文書の抜粋.
══════════
山本馬骨の くるま旅くらしノオト

「くるま旅くらしという新しい旅のスタイルを」提唱します。その思いや出来事などを綴ってみることにしました。

14年 北海道旅くらしのレポート <第43回>

2014-08-31 04:08:07 | くるま旅くらしの話

【今日(8/31)の予定】 

  道の駅:もち米の里☆なよろ →(R40)→ 旭川方面

 

【昨日(8月30日:(土)のレポート】天気: 晴れ

<行程>

朱鞠内湖畔キャンプ場 →(道道・R275・道道)→ 士別市。日向森林公園キャンプ場 →(道道・R40・道道)→ 士別市・水郷公園キャンプ場 →(道道・R40)→ 道の駅:もち米の里☆なよろ(泊)
══════════
一覧の抜粋.
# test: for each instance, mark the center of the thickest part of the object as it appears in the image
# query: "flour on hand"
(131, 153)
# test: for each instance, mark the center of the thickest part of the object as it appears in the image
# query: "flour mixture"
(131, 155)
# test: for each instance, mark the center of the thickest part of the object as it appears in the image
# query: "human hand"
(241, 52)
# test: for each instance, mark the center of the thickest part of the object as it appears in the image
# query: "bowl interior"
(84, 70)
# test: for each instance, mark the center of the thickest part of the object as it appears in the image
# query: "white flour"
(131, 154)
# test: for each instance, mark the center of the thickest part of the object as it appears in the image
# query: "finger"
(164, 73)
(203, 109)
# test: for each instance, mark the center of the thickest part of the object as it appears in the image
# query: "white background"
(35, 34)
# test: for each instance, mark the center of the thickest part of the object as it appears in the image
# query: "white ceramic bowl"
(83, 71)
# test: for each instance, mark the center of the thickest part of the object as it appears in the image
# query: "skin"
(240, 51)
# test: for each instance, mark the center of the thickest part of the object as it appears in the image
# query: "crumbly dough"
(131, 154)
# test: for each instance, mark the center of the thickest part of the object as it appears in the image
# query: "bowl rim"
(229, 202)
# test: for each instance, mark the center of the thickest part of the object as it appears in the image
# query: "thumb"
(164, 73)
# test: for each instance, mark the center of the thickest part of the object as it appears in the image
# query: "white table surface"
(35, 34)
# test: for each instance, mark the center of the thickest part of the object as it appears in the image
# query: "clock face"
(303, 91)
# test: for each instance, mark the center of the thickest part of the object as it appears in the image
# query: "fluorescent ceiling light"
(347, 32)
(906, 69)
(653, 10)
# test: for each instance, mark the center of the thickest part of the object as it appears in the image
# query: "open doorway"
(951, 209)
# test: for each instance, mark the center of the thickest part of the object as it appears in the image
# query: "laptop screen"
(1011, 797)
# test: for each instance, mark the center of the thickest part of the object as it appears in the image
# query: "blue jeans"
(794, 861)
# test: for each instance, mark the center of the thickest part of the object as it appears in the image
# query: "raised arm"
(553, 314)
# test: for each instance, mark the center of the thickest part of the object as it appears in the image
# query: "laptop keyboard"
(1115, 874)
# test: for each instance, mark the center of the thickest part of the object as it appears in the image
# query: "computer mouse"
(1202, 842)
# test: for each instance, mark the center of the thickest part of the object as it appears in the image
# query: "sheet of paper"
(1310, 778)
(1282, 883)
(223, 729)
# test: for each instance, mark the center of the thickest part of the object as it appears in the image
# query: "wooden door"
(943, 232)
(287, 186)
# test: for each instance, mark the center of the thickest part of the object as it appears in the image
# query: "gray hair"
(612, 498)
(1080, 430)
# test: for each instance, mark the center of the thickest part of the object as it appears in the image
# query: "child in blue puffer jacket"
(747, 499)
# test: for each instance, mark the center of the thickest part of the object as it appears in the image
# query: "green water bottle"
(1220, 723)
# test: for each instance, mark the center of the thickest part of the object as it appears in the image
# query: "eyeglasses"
══════════
課題のねらい. 北海道旅くらしのレポートを、最後に示された行程の記述に続けて書き継ぐこと。

課題の解答.
 <レポート>

 ブログを書き終えて外に出た時の朱鞠内湖は全てが霧の中だった。鳥たちの声が聞こえているだけで、何も見えなかったのだが、やがて霧は薄れ出し湖の半分が湖水を鏡にして現れ出した。この湖は風がないと本当に鏡になるのである。風が吹くとさざ波が立って、ほんの少しの刺激にでも敏感に反応する多感な少年の様でもあった。朱鞠内とは、狐沢という意味らしい。アイヌ語では、シュマリというのがキツネ、すなわちキタキツネを指し、ナイは沢という意味とのことである。このダム湖は日本では一番古くて、16年の歳月を要して昭和18年に完成したもので、満水時の表面積は24㎢、周囲は40kmもある日本最大の人造湖であると案内板に書かれていた。その昔はこの辺りにはたくさんのキタキツネが棲んでいたのであろう。その子孫たちは今でもこの辺りで活躍しているらしく、昨夜も誰かさんのテントに訪問があったとか聞いた。

 

今日の朱鞠内湖の景観。雲が湖面に映る姿は、日本一かもしれないなと思った。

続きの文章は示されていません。